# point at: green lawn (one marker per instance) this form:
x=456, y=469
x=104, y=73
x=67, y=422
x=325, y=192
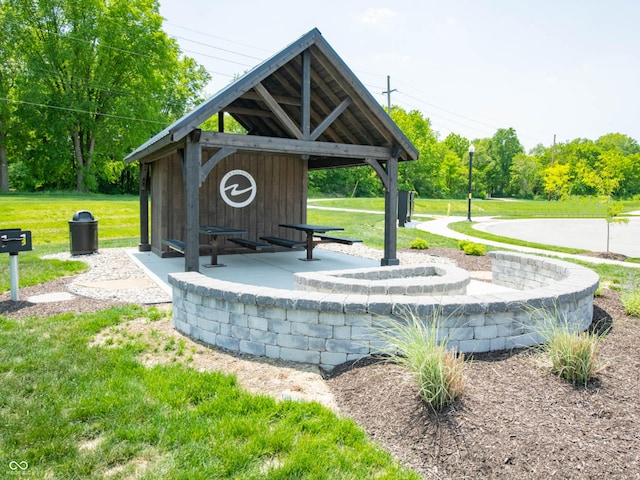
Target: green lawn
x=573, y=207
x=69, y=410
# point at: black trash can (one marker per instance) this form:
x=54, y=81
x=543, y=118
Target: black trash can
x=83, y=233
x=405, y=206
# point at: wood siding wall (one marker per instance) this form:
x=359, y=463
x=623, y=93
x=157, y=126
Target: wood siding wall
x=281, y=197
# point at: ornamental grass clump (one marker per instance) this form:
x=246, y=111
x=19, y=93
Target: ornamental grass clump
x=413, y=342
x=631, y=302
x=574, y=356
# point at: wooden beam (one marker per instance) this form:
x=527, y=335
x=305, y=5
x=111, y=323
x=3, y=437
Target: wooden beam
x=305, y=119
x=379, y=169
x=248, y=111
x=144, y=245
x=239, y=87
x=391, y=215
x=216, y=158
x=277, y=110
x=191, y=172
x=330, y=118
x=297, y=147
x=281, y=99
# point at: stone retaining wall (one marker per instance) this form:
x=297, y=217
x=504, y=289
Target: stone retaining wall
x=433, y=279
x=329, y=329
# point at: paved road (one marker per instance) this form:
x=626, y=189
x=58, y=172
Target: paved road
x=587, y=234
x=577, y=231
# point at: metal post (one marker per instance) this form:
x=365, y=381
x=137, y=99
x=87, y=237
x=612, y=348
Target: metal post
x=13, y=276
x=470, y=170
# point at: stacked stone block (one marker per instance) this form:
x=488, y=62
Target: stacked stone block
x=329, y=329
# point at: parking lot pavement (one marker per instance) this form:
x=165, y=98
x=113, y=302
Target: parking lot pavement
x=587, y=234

______

Copy out exactly the line that holds "# point at: wooden" and all remaining lines of the listing, both the first and the last included.

- [REPLY]:
# point at: wooden beam (one marker per instance) this form:
x=527, y=335
x=305, y=5
x=111, y=323
x=3, y=437
Target: wooden beam
x=305, y=119
x=379, y=169
x=248, y=111
x=144, y=245
x=239, y=87
x=391, y=215
x=216, y=158
x=277, y=110
x=191, y=172
x=330, y=118
x=297, y=147
x=281, y=99
# point at: stone retaining wall (one marker per instance) this form:
x=297, y=217
x=504, y=289
Target: stone retaining wall
x=433, y=279
x=329, y=329
# point at: paved road (one marker per instance) this form:
x=626, y=189
x=58, y=172
Target: paved road
x=587, y=234
x=577, y=231
# point at: metal post (one marker per instance) this form:
x=365, y=381
x=137, y=99
x=87, y=237
x=612, y=348
Target: metal post
x=13, y=276
x=470, y=170
# point at: stacked stone block (one marker per instance) this form:
x=488, y=62
Target: stacked stone block
x=329, y=329
# point at: parking lot pavement (one marker per instance) this form:
x=165, y=98
x=113, y=302
Target: parking lot pavement
x=587, y=234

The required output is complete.